**Assigned task**
Write out the data below exactly, beginning with the first line and ending once the line that has "box: [169, 203, 261, 302]" is written.

• • • •

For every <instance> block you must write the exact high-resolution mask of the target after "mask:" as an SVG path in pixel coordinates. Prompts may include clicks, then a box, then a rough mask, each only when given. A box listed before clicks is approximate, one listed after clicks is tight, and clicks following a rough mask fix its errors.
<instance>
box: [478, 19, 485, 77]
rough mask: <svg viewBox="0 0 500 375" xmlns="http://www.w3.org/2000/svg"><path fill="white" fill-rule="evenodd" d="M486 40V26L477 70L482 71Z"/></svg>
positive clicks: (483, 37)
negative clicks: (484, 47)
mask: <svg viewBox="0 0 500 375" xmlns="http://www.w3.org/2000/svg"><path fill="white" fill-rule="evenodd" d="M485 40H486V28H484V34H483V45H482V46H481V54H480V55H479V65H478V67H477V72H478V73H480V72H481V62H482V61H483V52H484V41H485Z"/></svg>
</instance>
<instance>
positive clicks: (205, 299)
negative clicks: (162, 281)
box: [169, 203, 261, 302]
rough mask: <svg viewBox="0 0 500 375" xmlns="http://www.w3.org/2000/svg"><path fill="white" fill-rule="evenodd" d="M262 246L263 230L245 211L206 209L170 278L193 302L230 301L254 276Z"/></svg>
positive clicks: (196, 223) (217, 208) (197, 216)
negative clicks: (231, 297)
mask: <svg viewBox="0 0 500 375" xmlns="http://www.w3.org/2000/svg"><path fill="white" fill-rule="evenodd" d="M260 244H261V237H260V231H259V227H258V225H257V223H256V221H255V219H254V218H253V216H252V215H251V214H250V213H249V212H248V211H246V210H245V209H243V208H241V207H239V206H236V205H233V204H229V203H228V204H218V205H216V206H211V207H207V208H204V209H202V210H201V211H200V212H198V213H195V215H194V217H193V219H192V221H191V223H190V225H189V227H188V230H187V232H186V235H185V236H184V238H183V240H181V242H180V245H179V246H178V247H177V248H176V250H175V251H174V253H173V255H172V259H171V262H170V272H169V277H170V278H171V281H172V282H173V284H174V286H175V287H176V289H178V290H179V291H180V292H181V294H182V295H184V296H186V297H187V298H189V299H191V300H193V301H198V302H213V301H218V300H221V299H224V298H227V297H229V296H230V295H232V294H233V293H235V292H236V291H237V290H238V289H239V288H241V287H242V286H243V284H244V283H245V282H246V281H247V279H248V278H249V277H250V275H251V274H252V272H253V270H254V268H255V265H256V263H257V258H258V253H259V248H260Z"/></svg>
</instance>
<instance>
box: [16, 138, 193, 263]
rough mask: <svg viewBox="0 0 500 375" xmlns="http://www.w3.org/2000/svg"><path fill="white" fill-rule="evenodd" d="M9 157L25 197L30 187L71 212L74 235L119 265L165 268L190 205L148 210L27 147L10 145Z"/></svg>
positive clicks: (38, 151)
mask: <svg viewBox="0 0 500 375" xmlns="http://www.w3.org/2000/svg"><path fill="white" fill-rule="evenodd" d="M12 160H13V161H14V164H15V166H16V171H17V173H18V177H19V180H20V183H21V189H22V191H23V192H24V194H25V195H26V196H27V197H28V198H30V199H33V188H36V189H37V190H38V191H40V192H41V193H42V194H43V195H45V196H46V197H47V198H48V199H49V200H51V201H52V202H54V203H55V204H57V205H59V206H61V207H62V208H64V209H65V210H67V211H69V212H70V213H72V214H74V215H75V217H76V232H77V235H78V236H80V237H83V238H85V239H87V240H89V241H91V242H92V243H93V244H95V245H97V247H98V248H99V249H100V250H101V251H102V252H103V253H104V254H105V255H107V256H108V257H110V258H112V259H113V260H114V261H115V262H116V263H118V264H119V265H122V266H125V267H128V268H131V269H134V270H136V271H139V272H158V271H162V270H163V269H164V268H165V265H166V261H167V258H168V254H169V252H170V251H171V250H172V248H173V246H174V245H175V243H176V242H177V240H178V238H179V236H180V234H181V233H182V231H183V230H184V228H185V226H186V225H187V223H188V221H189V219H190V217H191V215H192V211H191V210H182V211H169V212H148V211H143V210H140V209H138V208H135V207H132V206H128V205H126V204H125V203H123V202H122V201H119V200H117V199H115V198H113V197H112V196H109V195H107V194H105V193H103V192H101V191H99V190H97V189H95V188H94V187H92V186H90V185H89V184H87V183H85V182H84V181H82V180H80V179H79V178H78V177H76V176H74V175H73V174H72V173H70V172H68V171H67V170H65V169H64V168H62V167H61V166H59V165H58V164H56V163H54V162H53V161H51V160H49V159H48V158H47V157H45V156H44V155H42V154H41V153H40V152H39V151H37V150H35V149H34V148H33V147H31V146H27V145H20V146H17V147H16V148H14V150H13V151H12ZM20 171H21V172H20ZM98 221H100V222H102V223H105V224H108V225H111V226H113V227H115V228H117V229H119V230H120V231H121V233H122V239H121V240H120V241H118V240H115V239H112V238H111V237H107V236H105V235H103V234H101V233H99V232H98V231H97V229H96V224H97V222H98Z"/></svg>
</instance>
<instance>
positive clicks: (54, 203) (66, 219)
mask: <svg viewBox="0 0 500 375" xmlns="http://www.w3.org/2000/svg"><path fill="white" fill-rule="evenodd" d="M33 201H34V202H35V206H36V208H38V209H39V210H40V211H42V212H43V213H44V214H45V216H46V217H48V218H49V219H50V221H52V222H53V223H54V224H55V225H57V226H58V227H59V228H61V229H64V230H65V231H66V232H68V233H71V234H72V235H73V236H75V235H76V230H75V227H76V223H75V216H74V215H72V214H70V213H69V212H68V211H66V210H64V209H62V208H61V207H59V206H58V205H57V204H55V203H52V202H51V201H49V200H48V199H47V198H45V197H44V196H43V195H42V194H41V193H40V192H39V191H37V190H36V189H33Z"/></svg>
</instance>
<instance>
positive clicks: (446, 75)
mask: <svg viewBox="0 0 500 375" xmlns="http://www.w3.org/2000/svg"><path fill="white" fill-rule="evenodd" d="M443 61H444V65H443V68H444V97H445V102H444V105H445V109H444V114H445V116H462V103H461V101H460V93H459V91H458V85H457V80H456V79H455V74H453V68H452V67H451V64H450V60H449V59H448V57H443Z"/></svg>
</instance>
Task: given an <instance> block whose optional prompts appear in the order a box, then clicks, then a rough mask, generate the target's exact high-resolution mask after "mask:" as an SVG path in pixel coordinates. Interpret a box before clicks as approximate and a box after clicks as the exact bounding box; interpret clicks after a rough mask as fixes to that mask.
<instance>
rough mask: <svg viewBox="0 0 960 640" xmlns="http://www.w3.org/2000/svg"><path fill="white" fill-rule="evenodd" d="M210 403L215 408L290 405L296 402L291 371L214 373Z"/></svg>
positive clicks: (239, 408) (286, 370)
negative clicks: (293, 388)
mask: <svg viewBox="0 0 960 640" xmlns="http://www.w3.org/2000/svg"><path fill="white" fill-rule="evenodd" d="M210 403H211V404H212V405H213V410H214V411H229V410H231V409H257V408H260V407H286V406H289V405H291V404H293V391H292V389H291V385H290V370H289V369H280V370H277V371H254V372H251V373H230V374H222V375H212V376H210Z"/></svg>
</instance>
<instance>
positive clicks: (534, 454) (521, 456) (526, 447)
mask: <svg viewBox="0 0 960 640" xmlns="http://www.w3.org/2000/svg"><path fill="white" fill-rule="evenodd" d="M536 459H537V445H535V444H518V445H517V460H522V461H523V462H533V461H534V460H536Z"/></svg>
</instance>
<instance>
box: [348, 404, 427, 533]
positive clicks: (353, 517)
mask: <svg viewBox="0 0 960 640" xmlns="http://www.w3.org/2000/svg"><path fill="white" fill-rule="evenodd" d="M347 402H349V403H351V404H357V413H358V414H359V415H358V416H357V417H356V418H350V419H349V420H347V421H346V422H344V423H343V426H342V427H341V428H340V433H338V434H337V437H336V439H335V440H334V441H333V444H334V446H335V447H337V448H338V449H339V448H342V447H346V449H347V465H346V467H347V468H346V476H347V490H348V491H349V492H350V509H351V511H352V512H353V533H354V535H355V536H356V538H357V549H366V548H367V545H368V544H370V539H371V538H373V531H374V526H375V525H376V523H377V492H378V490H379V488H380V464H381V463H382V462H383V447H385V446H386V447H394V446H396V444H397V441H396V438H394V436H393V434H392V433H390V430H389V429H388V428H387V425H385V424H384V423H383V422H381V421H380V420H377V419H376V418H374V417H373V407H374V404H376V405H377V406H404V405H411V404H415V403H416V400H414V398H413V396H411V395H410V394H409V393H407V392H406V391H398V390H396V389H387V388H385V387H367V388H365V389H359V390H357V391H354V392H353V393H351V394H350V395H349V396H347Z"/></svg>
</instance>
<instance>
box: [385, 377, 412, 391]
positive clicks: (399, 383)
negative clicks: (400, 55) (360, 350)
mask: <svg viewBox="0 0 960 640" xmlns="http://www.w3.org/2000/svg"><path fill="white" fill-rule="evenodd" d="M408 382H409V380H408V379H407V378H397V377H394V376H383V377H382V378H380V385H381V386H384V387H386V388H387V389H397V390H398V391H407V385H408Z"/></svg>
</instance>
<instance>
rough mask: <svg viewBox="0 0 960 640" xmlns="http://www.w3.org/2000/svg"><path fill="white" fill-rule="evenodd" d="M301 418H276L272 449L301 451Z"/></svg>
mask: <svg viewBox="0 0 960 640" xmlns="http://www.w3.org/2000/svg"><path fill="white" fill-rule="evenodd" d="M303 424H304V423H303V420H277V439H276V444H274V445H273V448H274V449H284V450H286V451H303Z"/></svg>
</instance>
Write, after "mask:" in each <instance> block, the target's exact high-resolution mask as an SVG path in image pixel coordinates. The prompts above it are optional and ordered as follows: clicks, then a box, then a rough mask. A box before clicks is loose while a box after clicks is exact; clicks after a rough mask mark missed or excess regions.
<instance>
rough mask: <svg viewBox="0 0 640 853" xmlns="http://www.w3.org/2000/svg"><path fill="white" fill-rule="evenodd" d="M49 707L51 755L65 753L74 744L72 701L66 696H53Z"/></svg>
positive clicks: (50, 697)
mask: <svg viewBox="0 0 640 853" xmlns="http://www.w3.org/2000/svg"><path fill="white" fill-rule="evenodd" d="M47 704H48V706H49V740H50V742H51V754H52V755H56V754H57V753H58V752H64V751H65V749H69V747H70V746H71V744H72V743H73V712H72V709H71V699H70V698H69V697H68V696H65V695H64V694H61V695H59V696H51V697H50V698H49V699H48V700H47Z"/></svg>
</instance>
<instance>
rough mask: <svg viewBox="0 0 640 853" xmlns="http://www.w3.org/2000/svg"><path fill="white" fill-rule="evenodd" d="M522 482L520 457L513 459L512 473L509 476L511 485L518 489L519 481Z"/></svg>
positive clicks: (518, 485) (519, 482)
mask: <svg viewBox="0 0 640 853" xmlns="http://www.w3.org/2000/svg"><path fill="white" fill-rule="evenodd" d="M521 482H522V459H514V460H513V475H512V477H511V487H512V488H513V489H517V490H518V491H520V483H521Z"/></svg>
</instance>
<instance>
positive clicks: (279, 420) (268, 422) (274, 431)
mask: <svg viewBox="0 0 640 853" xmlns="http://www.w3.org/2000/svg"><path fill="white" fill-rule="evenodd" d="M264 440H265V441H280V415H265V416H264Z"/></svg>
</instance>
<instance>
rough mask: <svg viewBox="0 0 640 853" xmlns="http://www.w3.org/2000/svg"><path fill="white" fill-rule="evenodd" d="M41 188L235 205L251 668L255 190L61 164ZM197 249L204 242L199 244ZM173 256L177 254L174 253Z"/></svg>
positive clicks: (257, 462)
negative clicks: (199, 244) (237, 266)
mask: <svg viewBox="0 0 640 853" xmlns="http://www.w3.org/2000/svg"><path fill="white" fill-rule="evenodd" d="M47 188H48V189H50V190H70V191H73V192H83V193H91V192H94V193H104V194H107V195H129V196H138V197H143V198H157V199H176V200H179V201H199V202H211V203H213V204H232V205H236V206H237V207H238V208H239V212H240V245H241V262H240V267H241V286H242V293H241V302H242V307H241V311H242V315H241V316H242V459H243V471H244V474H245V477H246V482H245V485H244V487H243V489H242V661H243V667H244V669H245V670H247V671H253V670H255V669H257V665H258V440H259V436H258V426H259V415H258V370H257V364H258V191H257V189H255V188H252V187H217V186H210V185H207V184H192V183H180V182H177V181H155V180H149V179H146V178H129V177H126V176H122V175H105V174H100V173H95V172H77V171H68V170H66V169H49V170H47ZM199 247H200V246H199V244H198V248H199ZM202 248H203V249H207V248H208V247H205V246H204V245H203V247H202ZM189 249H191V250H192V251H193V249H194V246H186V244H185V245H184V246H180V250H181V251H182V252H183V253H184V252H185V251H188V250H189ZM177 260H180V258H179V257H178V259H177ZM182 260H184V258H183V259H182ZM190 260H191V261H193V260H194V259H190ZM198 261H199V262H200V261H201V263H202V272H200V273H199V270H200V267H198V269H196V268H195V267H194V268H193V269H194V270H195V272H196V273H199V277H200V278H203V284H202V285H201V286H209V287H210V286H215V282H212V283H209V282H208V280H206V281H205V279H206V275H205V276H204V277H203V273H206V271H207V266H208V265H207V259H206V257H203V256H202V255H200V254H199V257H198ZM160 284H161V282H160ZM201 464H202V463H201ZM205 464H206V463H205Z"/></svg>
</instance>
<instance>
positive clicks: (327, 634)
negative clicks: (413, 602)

• • • •

**Task answer**
For every <instance> block you must write the exact high-resolution mask of the target after "mask:" as an SVG path in pixel coordinates. Prompts may include clicks, then a box, then a rough mask, each only when given. A box listed before clicks is approximate, one listed after clicks is tight, and clicks following a rough mask fix its errors.
<instance>
box: [478, 19, 485, 77]
rough mask: <svg viewBox="0 0 500 375" xmlns="http://www.w3.org/2000/svg"><path fill="white" fill-rule="evenodd" d="M486 40V26L477 70L482 71Z"/></svg>
positive clicks: (483, 37)
negative clicks: (484, 47)
mask: <svg viewBox="0 0 500 375" xmlns="http://www.w3.org/2000/svg"><path fill="white" fill-rule="evenodd" d="M485 40H486V28H484V34H483V45H482V46H481V54H480V55H479V65H478V67H477V72H478V73H480V72H481V62H482V61H483V52H484V41H485Z"/></svg>
</instance>
<instance>
positive clicks: (205, 299)
negative clicks: (162, 281)
box: [169, 203, 261, 302]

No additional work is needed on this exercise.